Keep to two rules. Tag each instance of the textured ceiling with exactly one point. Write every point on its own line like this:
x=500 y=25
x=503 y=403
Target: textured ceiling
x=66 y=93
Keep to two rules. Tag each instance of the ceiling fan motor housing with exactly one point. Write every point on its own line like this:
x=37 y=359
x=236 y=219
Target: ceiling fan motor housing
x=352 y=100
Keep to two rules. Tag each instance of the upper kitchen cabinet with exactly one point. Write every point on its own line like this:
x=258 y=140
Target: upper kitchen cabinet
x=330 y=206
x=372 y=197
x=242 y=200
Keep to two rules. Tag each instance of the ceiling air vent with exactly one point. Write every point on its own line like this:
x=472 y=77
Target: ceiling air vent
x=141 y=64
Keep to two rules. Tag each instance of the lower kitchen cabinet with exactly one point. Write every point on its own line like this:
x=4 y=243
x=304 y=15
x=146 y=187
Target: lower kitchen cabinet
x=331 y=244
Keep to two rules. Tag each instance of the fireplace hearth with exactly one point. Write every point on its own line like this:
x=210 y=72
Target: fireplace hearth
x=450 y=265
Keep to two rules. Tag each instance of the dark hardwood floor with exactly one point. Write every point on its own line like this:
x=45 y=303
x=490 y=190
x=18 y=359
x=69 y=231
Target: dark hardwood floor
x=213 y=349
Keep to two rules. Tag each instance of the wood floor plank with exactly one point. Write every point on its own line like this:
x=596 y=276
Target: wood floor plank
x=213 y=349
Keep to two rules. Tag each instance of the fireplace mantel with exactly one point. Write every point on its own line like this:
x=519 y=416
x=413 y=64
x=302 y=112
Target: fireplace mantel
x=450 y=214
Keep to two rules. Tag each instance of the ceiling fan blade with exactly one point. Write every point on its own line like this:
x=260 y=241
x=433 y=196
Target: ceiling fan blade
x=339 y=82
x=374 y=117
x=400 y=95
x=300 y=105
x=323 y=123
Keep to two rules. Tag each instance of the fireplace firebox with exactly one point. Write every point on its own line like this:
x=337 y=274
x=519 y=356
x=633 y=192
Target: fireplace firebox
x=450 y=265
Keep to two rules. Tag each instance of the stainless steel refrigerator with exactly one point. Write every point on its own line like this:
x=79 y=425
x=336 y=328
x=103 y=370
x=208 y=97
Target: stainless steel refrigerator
■ ■ ■ ■
Cel ćwiczenia >>
Przepisz jako listę JSON napisów wiersze od tego, który zawiera „Keep to two rules. Tag each instance of the ceiling air”, do ostatniego wiersza włącznie. Każdy wiersz ma być osobnym napisem, a puste wiersze należy pominąć.

Odpowiedź poniżej >>
[
  "Keep to two rules. Tag each instance of the ceiling air vent with exactly one point. Write every point on its own line like this:",
  "x=472 y=77",
  "Target: ceiling air vent",
  "x=141 y=64",
  "Keep to two rules. Tag each instance of the lower kitchen cabinet with exactly one point. Write every point on its own line like this:",
  "x=4 y=243",
  "x=304 y=15",
  "x=146 y=187",
  "Target: lower kitchen cabinet",
  "x=331 y=244",
  "Keep to two rules. Tag each instance of the fireplace hearth with exactly one point. Write every point on its own line like this:",
  "x=210 y=72",
  "Target: fireplace hearth",
  "x=450 y=265",
  "Keep to two rules. Tag each instance of the dark hardwood floor with exactly one point. Write every point on its own line like this:",
  "x=45 y=303",
  "x=490 y=190",
  "x=18 y=359",
  "x=69 y=231",
  "Target: dark hardwood floor",
  "x=213 y=349",
  "Keep to two rules. Tag each instance of the wood floor plank with exactly one point. Write every point on its own line like this:",
  "x=596 y=276",
  "Target: wood floor plank",
  "x=213 y=349",
  "Keep to two rules. Tag each instance of the fireplace mantel with exactly one point. Write every point on its own line like this:",
  "x=519 y=416",
  "x=413 y=64",
  "x=302 y=112",
  "Target: fireplace mantel",
  "x=450 y=214",
  "Keep to two rules. Tag each instance of the ceiling fan blade with exactly one point. Write every point on its own line like this:",
  "x=260 y=241",
  "x=433 y=196",
  "Target: ceiling fan blade",
  "x=339 y=82",
  "x=374 y=117",
  "x=400 y=95",
  "x=300 y=105",
  "x=323 y=123",
  "Keep to two rules. Tag each instance of the fireplace firebox with exactly one point. Write every point on its own line like this:",
  "x=337 y=274",
  "x=519 y=356",
  "x=633 y=192",
  "Target: fireplace firebox",
  "x=450 y=265",
  "Keep to two rules. Tag each instance of the stainless steel refrigerator with exactly one point. Write every point on its own line like this:",
  "x=79 y=425",
  "x=336 y=328",
  "x=103 y=370",
  "x=208 y=97",
  "Target: stainless steel refrigerator"
]